_QUOTED PASSAGE_.
Animals and Religion Sessions at the 2020 AAR Virtual Meeting

In this last year, I took on the responsibility of co-chairing the Animals and Religion group at the American Academy of Religion. Over the last decade I have benefitted greatly from the conversations and collegiality that I’ve found in this group and it’s an honor to have a role in organizing more of that. Co-Chair Barbara Ambros and I, along with the help of an excellent steering committee, have organized four of the panels below (and are helping to support and promote the book panel). I am posting these here so that I can point to all the Animals and Religion sessions in one place. If you’re an AAR-goer consider attending some of these virtual panels!

Buddhism and Animal Ethics :: Monday, November 30th, 4p–5:30p EST

Animal Ethics has recently emerged as a focus of philosophical and religious inquiry. Scholars have debated how much responsibility humans have for animals, how best to promote animal welfare, and what the precise difference between human and non-human animals actually is. Buddhism has ideas and perspectives that can contribute to all of these questions. This panel explores Buddhist perspectives on Animal Ethics in both historical and contemporary philosophical perspectives. On the historical side, some contributors examine how Buddhist thinkers have understood animals and animal ethics at specific times and places. On the philosophical side, other contributors will suggest ways in which Buddhist perspectives might respond to and influence contemporary philosophical debates over animality and Animal Ethics. Taken together, these papers reflect the diversity of Buddhist approaches to animal ethics, as well as some of the ways Buddhism might help shape ongoing debates over animals.

Presenters: Daniel Capper, Alka Arora, Rachel Pang, Jeffrey Nicolaisen, Guangshuo Yang, and Geoffrey Barstow (also presiding). 

Book Panel: Theological Ethics through a Multispecies Lens by Celia Deane-Drummond :: Wednesday, December 2nd, 11a–12:30p EST

This book panel has been organized by the International Society for Science and Religion (ISSR) with the support of the Animals and Religion Group. 

There are two driving questions informing Celia Deane-Drummond’s latest book, Theological Ethics Through a Multispecies Lens (2019). The first is where does human moral life come from? The author argues against the assumption that different virtues are bolted onto a vicious animality, red in tooth and claw. By weaving in evolutionary theories and debates on the early evolution of compassion, justice and wisdom, she aims to show a richer account of who we are as moral agents. The second driving question concerns human relationships with animals. Deane-Drummond argues that animal rights frameworks are limited and presses instead for a more complex community-based multispecies approach to the moral life as such. A more radical approach is a holistic multispecies framework for moral action that is deliberately engaged with evolutionary debates, ethological research and evolutionary psychology.

Panelists: Norman Wirzba, Christopher Southgate, Grace Kao, John Berkman, Celia Deane-Drummond (responding), and Christopher Carter (presiding).

_DATA PROVIDED_.
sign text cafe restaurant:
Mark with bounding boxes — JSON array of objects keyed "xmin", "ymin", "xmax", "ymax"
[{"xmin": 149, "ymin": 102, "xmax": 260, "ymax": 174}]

_WHAT TO WORK ON_.
Print everything in the post on the Animals and Religion sessions from "Book Panel: Theological" down to "and Religion Group.", word for word.

_ANSWER TO THIS TASK_.
Book Panel: Theological Ethics through a Multispecies Lens by Celia Deane-Drummond :: Wednesday, December 2nd, 11a–12:30p EST

This book panel has been organized by the International Society for Science and Religion (ISSR) with the support of the Animals and Religion Group.